● **Quoted passage**:
══════════════════════════════
Background [Delayed] (The federal government has announced an indenfinate delay of ICD-10) On Oct. 1, 2013, medical practices, health insurers, and clearinghouses must use International Statistical Classification of Diseases and Related Health Problems (ICD-10) to record all diagnoses and inpatient procedures. Mandated by the U.S. Department of Health and Human Services, the upgrade from ICD-9 will enable doctors’ offices to collect and exchange more-detailed patient data. Don’t be fooled, there's more to ICD-10 than just learning a new code set and upgrading software. The transition affects every aspect of your practice. To start, gain a basic understanding of the differences between the code sets and complete an inventory of any business practice or process that makes use ICD-9 codes. This will help you identif how ICD-10 will impact your practice operations.
Regulating Body Centers for Medicare and Medicaid Services (CMS)
Compliance Date 10/1/2013
Consequences If you do not transition to ICD-10 by Oct. 1, 2013, Medicare, Medicaid, and commercial insurance carriers will not pay your claims.
Next Steps 1) Comply with HIPAA 5010 electronic claims standards by Jan. 1, 2012. 2) Evaluate current technology. Ask electronic health record and practice management software vendors if they'll maintain updates to both code sets during the transition and if they'll provide any "crosswalk" tools. 3) Ask your top payers for education. Many payments are tied to quality reporting, performance, and medical necessity, so ask about any changes to review or audit processes, coverage, and medical policies. 4) Update internal processes that support coding. This includes superbills, encounter forms, quality data and public health data collection forms. 5) Become familiar with documentation requirements. Review your most frequently used codes and look at your documentation habits — are the details sufficient to accurately assign an ICD-10 code with expanded options? 6) Conduct training for every staff member based on individual job descriptions.
══════════════════════════════
● **Required action 1**: Repeat the part of the ICD-10 transition page starting at "Background [Delayed] (The" and ending at "your practice operations.".
● **Required action 2**: Do these statements agree with the ICD-10 transition page? Answer yes or no for each, and quote the words of the page that decide it. (a) The Centers for Medicare and Medicaid Services is named as the regulating body. (b) Compliance with HIPAA 5010 electronic claims standards is listed with a deadline of Jan. 1, 2012. (c) The same training is to be given to every staff member regardless of role.

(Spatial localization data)
══════════════════════════════
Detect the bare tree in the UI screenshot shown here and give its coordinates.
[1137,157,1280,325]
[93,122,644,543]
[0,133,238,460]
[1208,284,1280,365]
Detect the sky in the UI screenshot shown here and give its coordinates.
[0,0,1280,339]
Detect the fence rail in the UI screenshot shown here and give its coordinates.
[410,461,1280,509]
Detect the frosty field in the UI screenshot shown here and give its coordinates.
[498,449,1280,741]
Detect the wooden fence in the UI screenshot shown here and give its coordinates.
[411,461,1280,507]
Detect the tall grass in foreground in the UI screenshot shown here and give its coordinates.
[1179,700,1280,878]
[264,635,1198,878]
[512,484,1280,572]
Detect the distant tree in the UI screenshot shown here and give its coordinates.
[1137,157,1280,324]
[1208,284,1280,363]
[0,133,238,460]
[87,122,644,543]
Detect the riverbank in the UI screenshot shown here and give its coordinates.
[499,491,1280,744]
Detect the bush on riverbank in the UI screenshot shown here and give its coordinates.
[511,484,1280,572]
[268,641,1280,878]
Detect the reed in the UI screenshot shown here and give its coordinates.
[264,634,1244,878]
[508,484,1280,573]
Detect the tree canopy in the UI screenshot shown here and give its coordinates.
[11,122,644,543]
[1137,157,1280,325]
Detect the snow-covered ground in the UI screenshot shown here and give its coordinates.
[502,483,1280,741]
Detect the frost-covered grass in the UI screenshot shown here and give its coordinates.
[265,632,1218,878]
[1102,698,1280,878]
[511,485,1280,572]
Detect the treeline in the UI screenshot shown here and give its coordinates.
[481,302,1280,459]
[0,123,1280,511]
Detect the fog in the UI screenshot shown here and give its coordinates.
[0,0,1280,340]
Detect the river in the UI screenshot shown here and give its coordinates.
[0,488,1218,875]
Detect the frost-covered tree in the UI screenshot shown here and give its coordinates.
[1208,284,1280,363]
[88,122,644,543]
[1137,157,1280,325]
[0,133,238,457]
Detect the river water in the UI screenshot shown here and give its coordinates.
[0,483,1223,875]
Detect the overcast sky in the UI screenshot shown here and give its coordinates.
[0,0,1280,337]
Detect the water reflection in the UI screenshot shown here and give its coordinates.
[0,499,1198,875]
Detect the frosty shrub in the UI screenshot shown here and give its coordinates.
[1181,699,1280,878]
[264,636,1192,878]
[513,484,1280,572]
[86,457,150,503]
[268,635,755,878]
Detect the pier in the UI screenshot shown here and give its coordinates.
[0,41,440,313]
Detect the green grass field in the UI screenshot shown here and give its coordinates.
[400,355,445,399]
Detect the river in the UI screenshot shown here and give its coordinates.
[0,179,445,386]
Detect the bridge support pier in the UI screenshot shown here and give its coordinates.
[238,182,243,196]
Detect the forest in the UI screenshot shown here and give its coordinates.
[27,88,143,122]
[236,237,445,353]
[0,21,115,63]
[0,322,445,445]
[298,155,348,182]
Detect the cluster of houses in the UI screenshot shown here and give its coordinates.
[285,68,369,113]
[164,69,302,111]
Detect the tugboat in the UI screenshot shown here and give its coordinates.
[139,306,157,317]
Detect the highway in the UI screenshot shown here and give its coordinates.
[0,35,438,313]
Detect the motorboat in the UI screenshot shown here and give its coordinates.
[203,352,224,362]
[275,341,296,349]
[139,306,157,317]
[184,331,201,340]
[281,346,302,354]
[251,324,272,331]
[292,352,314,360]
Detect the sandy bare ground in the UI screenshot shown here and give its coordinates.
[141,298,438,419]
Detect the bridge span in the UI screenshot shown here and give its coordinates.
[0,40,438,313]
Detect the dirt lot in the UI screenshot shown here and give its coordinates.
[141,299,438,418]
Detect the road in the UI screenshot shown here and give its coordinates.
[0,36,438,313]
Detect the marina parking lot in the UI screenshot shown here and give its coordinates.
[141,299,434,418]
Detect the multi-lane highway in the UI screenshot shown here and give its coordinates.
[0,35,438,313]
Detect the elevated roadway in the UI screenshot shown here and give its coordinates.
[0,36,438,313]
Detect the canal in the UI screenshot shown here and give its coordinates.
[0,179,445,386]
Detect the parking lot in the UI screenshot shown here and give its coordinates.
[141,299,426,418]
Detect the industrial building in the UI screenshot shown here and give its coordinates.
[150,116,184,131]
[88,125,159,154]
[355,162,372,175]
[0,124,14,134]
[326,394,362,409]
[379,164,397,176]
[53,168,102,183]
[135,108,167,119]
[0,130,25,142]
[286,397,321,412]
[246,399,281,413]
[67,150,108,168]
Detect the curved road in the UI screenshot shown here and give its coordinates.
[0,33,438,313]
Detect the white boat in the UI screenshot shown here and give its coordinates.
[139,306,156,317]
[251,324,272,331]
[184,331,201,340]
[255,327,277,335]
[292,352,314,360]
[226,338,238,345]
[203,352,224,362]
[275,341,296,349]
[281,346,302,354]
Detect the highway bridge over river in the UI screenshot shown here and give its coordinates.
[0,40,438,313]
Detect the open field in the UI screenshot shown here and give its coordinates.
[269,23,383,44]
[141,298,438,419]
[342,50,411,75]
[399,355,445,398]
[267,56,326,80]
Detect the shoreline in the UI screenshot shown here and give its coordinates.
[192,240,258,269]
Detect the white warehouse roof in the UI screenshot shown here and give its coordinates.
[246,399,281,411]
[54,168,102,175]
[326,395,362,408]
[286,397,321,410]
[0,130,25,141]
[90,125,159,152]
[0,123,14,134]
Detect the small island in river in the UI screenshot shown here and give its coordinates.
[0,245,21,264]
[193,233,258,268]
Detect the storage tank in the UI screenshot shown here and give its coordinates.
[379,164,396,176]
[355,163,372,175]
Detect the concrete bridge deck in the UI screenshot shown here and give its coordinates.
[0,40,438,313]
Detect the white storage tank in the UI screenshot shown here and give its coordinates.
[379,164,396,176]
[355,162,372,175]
══════════════════════════════
● **Your response 1**:
Background [Delayed] (The federal government has announced an indenfinate delay of ICD-10) On Oct. 1, 2013, medical practices, health insurers, and clearinghouses must use International Statistical Classification of Diseases and Related Health Problems (ICD-10) to record all diagnoses and inpatient procedures. Mandated by the U.S. Department of Health and Human Services, the upgrade from ICD-9 will enable doctors’ offices to collect and exchange more-detailed patient data. Don’t be fooled, there's more to ICD-10 than just learning a new code set and upgrading software. The transition affects every aspect of your practice. To start, gain a basic understanding of the differences between the code sets and complete an inventory of any business practice or process that makes use ICD-9 codes. This will help you identif how ICD-10 will impact your practice operations.

● **Your response 2**:
(a) Yes: "Regulating Body Centers for Medicare and Medicaid Services (CMS)"
(b) Yes: "Comply with HIPAA 5010 electronic claims standards by Jan. 1, 2012."
(c) No: "Conduct training for every staff member based on individual job descriptions."